> [What you are asked to do]:
According to the Form 8-K/A excerpt, how many units did the Company sell in its IPO on March 9, 2021?
══ Passage to read ══
The financial statements and related financial information that was included in the Original Form 8-K is superseded by the financial information in this Form 8-K/A, and the financial statements and related financial information contained in the Original Form 8-K should no longer be relied upon. On January 14, 2022, the Company filed a Current Report on Form 8-K disclosing the Management’s and the Audit Committee’s conclusion that the IPO Balance Sheet should no longer be relied upon.

This First Amendment on Form 8-K/A sets forth the Original Form 8-K in its entirety, as amended to reflect the restatement.

The following item has been amended as a result of the restatement:

Exhibit No. 99.1, “Audited Balance Sheet as of March 9, 2021”

Refer to Note 2, Restatement of Previously Issued Financial Statement of this Form 8-K/A for additional information and for the summary of the accounting impacts of these adjustments to the Company’s balance sheet as of March 9, 2021.

The Company previously identified a material weakness in internal controls related to the accounting for warrants issued in connection with its IPO. As a result of the restatement described in this First Amendment on Form 8-K/A, the Company has concluded there was a material weakness in the Company’s internal control over financial reporting at the time the abovementioned financial statement was issued, and its disclosure controls and procedures were not effective at the time the abovementioned financial statement was issued. For a discussion of management’s consideration of our disclosure controls and procedures, internal controls over financial reporting, and the material weaknesses identified, see the Form 10-Q/A.

 

Item 8.01.

Other Events.

On March 9, 2021, the Company consummated its IPO of 25,000,000 units (the “Units”) at an offering price of $10.00 per Unit, with each Unit consisting of one Class A ordinary share and one-fifth of one redeemable warrant of the Company (the “Public Warrants”), and a private placement with Warburg Pincus Capital Corporation I-A Sponsor, L.P. (the “Sponsor”) of 5,333,333 private placement warrants at a price of $1.50 per warrant (the “IPO Private Placement”). Subsequently, on April 16, 2021, the underwriters partially exercised the over-allotment option, and the closing of the issuance and sale of the additional 3,342,178 Units (the “Over-Allotment Units”) occurred on April 20, 2021. The issuance by the Company of the Over-Allotment Units at a price of $10.00 per unit resulted in total gross proceeds of $33,421,780. On April 20, 2021, simultaneously with the issuance and sale of the Over-Allotment Units, the Company consummated the sale of an additional 445,624 Private Placement Warrants (the “Over-Allotment Private Placement” and, together with the IPO Private Placement, the “Private Placements”), generating gross proceeds of $668,436.
═══
══ Entries shown ══
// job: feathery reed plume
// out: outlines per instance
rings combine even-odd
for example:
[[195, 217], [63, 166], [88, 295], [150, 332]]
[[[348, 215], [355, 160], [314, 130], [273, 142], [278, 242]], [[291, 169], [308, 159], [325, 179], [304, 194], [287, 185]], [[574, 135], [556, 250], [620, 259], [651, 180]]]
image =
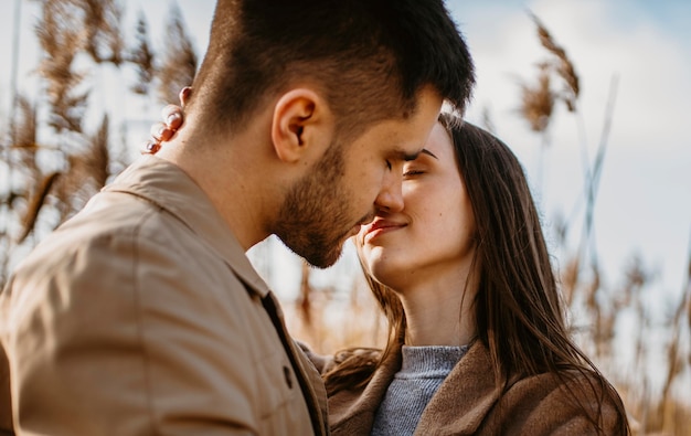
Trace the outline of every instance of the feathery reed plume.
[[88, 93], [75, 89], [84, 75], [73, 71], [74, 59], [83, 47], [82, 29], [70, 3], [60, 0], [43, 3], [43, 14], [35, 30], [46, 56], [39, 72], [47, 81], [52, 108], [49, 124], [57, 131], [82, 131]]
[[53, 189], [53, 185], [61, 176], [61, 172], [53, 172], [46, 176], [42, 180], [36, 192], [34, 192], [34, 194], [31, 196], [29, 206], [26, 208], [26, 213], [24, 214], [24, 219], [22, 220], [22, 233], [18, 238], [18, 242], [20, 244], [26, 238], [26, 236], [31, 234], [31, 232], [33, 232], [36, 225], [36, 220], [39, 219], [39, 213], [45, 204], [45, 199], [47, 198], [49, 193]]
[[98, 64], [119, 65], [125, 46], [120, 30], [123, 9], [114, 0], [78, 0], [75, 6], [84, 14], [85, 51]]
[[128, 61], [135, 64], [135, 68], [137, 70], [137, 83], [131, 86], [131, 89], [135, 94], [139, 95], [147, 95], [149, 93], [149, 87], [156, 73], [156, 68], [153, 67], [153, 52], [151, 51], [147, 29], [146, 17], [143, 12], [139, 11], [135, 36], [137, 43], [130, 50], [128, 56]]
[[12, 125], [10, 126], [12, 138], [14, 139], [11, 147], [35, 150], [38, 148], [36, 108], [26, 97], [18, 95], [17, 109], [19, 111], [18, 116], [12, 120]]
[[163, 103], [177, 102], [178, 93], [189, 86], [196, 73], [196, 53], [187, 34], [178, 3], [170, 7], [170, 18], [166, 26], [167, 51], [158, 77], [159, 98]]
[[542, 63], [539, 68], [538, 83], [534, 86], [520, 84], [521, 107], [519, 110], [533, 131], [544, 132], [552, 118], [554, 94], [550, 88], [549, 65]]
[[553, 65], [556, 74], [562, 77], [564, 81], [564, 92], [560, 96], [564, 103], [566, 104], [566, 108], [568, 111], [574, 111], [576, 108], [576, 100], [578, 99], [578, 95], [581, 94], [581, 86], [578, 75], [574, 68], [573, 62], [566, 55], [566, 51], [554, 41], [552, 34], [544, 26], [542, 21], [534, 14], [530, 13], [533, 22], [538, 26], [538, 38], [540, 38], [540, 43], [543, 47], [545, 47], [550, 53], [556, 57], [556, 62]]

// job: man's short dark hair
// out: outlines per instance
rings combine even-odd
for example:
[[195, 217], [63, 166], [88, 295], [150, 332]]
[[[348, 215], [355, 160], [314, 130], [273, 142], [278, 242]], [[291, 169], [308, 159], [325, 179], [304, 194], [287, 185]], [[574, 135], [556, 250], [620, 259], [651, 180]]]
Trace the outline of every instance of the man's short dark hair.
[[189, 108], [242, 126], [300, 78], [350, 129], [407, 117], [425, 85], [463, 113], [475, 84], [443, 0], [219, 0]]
═══
> [Worked solution]:
25,000,000 units.